Object location annotation data:
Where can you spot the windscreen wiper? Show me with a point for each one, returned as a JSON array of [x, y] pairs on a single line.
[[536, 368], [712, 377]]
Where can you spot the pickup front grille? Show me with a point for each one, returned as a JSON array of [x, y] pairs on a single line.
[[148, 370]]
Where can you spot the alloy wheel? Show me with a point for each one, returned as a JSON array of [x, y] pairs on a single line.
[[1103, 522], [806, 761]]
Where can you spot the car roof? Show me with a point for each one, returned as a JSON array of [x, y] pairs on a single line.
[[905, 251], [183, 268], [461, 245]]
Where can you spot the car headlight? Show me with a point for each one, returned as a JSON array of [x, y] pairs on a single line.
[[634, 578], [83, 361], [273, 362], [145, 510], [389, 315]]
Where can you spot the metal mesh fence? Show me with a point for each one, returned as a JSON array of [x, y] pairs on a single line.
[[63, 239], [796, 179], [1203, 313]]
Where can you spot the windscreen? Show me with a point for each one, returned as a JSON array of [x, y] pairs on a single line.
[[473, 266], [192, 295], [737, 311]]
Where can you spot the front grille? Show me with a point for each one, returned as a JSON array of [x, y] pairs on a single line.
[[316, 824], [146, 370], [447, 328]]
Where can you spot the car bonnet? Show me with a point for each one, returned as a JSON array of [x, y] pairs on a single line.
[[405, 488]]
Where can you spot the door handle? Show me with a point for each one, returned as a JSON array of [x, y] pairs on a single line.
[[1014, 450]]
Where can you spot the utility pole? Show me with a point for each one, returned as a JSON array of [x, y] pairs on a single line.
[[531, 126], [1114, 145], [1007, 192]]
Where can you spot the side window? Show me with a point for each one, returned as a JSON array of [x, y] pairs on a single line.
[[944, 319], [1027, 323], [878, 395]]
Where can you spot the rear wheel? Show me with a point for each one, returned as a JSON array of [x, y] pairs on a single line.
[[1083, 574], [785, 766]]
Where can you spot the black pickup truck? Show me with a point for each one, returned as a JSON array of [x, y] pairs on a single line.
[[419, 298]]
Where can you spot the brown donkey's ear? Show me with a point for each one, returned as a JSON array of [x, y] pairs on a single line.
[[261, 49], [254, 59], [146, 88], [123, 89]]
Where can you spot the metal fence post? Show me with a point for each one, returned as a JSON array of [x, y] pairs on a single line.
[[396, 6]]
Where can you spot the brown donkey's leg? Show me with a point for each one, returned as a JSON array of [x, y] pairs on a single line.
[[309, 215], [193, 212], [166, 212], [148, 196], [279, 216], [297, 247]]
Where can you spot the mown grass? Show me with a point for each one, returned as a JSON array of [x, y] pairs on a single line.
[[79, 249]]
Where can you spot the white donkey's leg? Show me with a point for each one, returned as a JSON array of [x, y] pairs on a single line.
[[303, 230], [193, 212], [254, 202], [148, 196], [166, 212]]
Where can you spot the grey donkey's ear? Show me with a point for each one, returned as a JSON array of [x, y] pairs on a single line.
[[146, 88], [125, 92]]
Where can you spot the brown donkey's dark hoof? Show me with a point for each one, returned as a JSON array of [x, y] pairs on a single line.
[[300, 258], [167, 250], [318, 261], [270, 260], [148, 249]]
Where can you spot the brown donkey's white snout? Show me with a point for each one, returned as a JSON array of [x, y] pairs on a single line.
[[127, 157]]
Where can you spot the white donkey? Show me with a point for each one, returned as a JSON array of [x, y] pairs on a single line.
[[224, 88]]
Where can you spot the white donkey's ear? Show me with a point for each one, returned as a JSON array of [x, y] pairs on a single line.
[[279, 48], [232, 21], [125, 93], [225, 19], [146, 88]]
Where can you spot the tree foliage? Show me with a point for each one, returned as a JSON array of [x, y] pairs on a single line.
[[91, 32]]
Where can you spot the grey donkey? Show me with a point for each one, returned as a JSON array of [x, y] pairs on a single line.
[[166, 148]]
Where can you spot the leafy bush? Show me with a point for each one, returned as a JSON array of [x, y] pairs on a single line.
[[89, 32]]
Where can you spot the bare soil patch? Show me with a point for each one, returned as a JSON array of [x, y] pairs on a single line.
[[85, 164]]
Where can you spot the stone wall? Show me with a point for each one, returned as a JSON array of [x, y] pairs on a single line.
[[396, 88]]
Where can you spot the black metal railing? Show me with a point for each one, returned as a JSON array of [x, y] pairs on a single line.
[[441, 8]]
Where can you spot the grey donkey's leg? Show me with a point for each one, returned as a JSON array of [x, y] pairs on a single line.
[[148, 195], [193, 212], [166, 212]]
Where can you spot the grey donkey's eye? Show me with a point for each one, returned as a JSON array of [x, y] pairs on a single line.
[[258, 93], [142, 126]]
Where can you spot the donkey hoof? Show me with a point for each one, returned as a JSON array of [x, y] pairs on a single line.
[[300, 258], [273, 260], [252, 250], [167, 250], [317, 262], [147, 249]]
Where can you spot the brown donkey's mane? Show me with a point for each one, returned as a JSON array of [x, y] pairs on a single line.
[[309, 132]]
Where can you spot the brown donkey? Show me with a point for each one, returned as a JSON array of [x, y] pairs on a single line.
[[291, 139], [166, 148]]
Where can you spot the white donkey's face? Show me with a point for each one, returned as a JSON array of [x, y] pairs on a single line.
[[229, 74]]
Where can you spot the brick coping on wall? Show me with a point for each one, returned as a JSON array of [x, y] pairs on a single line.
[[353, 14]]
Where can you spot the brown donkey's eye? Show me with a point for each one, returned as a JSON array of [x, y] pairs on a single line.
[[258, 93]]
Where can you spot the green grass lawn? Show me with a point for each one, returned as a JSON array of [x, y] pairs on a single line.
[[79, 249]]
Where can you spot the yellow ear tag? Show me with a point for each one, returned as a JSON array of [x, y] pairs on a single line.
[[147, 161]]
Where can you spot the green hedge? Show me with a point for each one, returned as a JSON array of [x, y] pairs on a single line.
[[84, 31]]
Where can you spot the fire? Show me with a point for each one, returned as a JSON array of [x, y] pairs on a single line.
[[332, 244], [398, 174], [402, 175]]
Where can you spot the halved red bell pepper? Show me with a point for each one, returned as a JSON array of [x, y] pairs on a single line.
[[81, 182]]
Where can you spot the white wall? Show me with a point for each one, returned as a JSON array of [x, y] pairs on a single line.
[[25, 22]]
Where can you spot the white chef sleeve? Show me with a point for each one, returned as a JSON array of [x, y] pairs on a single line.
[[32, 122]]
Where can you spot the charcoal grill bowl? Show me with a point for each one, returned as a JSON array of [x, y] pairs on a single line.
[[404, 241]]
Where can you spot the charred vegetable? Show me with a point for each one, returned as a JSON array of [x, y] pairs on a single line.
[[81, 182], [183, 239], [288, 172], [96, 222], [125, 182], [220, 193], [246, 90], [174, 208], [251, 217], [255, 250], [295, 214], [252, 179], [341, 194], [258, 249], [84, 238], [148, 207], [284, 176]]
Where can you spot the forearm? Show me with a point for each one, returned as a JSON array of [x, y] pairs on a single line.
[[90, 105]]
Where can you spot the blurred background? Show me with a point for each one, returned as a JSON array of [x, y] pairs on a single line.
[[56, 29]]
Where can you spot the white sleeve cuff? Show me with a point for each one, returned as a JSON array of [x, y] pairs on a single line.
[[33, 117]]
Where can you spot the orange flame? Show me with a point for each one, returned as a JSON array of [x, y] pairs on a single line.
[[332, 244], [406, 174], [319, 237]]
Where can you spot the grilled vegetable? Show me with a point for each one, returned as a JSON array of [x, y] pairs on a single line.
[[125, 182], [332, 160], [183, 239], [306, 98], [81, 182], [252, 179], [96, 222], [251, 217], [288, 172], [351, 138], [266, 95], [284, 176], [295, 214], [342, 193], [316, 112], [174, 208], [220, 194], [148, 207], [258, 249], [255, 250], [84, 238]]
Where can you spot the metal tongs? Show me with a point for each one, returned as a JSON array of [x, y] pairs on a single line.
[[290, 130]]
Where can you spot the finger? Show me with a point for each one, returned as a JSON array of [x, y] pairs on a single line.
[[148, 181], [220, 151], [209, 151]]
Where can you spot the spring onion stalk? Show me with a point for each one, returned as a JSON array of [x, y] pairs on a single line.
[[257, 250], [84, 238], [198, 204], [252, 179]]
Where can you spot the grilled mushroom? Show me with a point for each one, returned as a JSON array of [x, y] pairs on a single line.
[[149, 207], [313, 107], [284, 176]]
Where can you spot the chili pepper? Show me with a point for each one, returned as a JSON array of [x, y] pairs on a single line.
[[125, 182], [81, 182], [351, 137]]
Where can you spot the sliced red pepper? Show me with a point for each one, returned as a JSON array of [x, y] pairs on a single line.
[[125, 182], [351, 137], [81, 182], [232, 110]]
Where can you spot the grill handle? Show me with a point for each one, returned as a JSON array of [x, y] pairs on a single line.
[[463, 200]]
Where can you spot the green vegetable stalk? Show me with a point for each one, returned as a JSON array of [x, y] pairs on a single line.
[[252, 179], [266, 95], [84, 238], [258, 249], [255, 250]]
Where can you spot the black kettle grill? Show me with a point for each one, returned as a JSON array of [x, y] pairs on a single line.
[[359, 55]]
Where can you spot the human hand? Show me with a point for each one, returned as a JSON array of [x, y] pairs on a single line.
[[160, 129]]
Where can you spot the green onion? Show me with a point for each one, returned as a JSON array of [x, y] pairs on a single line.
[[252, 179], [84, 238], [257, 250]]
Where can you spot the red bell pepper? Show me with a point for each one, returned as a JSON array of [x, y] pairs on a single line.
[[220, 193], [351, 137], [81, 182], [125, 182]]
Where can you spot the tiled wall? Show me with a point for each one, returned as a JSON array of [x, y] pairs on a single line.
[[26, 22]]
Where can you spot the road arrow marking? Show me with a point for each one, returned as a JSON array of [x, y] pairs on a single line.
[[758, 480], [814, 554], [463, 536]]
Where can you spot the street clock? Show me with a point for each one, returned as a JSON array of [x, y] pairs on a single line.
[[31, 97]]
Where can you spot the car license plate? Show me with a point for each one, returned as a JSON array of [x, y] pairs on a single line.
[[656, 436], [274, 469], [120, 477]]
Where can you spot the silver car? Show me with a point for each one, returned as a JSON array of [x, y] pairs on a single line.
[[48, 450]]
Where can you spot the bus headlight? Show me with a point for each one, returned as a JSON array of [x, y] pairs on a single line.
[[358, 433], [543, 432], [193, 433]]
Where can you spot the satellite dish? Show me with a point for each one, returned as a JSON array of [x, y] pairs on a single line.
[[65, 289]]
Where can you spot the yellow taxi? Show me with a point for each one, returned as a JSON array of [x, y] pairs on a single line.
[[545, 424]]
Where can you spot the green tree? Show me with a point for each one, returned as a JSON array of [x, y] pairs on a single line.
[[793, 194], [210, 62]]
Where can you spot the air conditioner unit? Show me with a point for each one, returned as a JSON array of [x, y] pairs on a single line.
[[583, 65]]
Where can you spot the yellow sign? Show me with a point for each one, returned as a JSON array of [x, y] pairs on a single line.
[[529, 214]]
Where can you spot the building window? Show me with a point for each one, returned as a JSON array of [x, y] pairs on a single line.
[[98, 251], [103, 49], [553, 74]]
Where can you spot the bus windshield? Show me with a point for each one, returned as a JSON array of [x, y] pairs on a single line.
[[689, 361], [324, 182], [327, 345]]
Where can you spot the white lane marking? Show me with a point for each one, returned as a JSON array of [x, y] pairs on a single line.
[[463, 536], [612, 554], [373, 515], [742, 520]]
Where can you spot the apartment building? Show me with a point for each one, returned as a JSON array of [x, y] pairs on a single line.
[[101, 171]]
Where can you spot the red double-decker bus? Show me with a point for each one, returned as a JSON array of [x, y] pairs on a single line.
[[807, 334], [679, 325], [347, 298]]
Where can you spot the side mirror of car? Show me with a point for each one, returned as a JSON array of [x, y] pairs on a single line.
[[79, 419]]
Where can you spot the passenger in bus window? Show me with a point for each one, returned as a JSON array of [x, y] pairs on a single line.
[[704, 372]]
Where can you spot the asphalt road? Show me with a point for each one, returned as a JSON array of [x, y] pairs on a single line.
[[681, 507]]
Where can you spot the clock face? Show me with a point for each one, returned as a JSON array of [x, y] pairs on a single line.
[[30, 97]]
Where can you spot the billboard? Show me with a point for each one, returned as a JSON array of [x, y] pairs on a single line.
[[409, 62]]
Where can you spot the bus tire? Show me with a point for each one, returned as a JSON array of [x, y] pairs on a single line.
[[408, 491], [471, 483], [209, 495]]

Exercise prompt: Include both ends. Return the line holding "Where can you spot the passenger" and all lines after it in the records above, exactly as written.

Output for this exercise:
Where can you spot the passenger in bus window? Show me with a point for each one, returned as a JSON array of [x, y] pairs on a single line.
[[704, 372]]
Where can you spot the asphalt road? Show me with a point for each one, returned as a JSON array of [x, y] pairs on a single line.
[[681, 507]]
Where can you spot the clock face? Show me with a point for each one, returned as a JSON array of [x, y] pairs on a single line.
[[30, 97]]
Where can you spot the billboard? Show me with a point for each one, returned as a JSON array of [x, y] pairs on a single line.
[[409, 62]]
Where can you spot the bus tire? Show me with a point for each one, returned as a JSON array of [x, y] pairs on a single line.
[[408, 491], [471, 483], [209, 495]]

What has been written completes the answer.